▸ **EXERCISE DETAILS**:
Repeat the records below exactly, leaving out any pictures.
─── RECORDS FOR THE EXERCISE ───
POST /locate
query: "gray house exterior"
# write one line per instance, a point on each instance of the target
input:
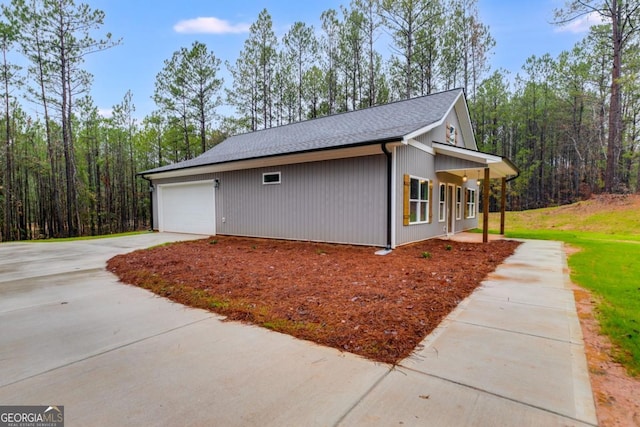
(383, 176)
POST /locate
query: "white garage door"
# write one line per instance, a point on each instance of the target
(187, 208)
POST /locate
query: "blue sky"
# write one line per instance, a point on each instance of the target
(152, 31)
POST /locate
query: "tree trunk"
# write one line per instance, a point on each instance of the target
(615, 110)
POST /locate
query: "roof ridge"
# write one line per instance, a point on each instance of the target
(341, 113)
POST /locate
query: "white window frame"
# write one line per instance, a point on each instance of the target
(264, 175)
(442, 202)
(471, 203)
(420, 202)
(458, 202)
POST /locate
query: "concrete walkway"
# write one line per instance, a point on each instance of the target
(70, 334)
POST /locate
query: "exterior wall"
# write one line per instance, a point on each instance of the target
(341, 201)
(439, 134)
(418, 163)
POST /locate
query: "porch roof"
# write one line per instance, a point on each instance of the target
(475, 161)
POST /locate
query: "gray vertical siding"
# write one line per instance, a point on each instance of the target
(341, 201)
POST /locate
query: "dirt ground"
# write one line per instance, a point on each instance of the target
(616, 394)
(346, 297)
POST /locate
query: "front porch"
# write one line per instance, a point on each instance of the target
(469, 164)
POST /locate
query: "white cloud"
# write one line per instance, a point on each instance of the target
(210, 25)
(107, 113)
(582, 24)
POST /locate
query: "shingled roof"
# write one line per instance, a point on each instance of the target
(354, 128)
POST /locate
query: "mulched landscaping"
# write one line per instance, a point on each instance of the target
(380, 307)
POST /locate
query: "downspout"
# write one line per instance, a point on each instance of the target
(150, 199)
(387, 153)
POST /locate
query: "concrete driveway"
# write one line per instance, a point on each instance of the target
(113, 354)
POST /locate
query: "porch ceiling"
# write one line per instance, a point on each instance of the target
(499, 167)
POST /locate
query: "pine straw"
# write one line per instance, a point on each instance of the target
(346, 297)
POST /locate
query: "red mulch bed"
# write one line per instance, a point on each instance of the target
(380, 307)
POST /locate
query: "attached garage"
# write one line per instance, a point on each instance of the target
(187, 208)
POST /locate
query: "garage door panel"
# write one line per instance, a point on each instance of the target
(187, 208)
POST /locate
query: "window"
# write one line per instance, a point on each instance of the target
(442, 199)
(416, 206)
(470, 211)
(271, 178)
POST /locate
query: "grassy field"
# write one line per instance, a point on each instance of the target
(606, 229)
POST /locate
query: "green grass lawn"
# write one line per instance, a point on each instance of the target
(608, 264)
───
▸ **SOLUTION**:
POST /locate
query: "gray house exterior"
# write one line per instance, a point on each instance of the target
input:
(383, 176)
POST /locate
query: "white garage door"
# write one line per instance, a point on each instance of the target
(187, 208)
POST /locate
query: "blue sky"
# write one line per instance, a point on each instance of the target
(152, 31)
POST /locate
query: "tree trunk"
# write one line per instance, a point on each instance of the target
(615, 110)
POST /locate
query: "roof ridge"
# write one line per instance, a point on each instance of the target
(341, 113)
POST /locate
query: "white window frame"
# write one line per instance, a point on each instance of the target
(264, 175)
(442, 202)
(471, 203)
(420, 202)
(458, 202)
POST /locate
query: "concrete walkway"
# write one line per instance, a point on each instance of the target
(70, 334)
POST /locate
query: "exterior wall"
# write one line per instance, a point on each instance of the target
(341, 201)
(439, 134)
(418, 163)
POST /locate
query: "porch roof"
# write one line per instance, a point on each instance of the target
(475, 161)
POST /locate
query: "gray vertical siding"
# write one line per instance, a point on each instance of the target
(341, 201)
POST /locate
query: "dirt ground"
# write one line per instance, a point on each instance of the target
(616, 394)
(346, 297)
POST /locate
query: "front porch"
# write one line per instance, a point on each instance of the target
(469, 164)
POST /locate
query: "white cloud"
# write one line per instance, a point on each instance of the target
(210, 25)
(107, 113)
(582, 24)
POST /locate
query: "shingled roof"
# write one line per instance, a point on each instance of the target
(354, 128)
POST /locate
query: "mulched landscaping"
# write one line per instance, a point on each instance of the target
(380, 307)
POST /locate
query: "downspout"
# write one line per instance, a point on each instance of the target
(150, 199)
(387, 153)
POST /locate
query: "concrete driveway"
# write one line per instance, a point on each instance of the target
(113, 354)
POST /locate
query: "porch ceiling"
# write one line per instance, a point on each instance of the target
(499, 167)
POST /locate
query: "pine straw"
# write one line per instance, a point on each instance of the target
(346, 297)
POST /locate
query: "red mulch bed"
# write one line per instance, a point on each instance of the target
(380, 307)
POST /locate
query: "attached garage"
# write one line per instance, a point on each instance of the target
(187, 208)
POST /locate
query: "garage door panel"
# write one line per instance, a point on each instance of the target
(187, 208)
POST /locate
query: "window"
# write one line per instance, a point on each instance of the target
(442, 199)
(416, 206)
(470, 211)
(271, 178)
POST /locate
query: "grassy field"
# write one line per instance, a point on each instance of the target
(606, 229)
POST /locate
query: "green grass lawn"
# write one line per instance, a point on each instance of the target
(608, 264)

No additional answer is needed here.